---------- The input ----------

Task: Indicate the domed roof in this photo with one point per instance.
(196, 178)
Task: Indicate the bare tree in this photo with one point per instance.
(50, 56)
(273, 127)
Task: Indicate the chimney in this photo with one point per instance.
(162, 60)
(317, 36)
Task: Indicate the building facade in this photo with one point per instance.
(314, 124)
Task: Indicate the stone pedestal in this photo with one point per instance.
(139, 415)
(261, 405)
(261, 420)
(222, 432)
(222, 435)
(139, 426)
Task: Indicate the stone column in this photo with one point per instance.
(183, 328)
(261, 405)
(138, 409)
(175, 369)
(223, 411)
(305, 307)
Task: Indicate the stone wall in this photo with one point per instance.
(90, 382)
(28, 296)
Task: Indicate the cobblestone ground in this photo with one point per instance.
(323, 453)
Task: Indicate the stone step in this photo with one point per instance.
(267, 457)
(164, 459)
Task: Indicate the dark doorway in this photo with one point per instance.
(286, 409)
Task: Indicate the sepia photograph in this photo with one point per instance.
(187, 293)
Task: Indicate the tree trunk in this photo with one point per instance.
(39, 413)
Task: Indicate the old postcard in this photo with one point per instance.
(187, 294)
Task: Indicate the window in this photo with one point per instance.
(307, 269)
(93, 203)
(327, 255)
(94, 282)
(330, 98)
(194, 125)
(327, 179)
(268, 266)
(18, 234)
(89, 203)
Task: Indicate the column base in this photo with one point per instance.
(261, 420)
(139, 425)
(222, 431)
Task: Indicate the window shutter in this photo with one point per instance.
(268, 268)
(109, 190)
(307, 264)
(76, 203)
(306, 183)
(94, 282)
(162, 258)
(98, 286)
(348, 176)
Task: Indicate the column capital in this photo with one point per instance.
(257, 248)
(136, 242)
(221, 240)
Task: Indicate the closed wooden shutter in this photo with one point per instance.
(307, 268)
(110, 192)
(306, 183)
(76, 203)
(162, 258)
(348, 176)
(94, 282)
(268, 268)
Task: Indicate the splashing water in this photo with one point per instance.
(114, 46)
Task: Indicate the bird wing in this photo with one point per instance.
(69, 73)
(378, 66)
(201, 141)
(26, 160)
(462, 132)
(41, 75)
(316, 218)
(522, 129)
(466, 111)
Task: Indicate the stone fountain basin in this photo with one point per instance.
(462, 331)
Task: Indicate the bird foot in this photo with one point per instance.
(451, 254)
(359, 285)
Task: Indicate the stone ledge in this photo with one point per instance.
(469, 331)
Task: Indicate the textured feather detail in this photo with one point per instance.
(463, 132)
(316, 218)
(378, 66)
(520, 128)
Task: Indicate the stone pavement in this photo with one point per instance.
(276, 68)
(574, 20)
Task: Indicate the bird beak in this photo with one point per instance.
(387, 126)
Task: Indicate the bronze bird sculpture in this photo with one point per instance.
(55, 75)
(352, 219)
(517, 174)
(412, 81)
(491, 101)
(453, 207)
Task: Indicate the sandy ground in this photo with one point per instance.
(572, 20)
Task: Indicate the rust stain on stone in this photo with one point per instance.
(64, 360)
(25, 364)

----------

[Your objective]: Rewrite every line from the one holding "Task: Indicate the rust" through the last line, inclusive, with each point coordinate multiplied by 1.3 and rounded to a whole number, halves up. Keep the rest of each line's wording as it is.

[Result of the task]:
Task: Indicate the rust stain on stone in this photo with one point per instance.
(83, 468)
(33, 473)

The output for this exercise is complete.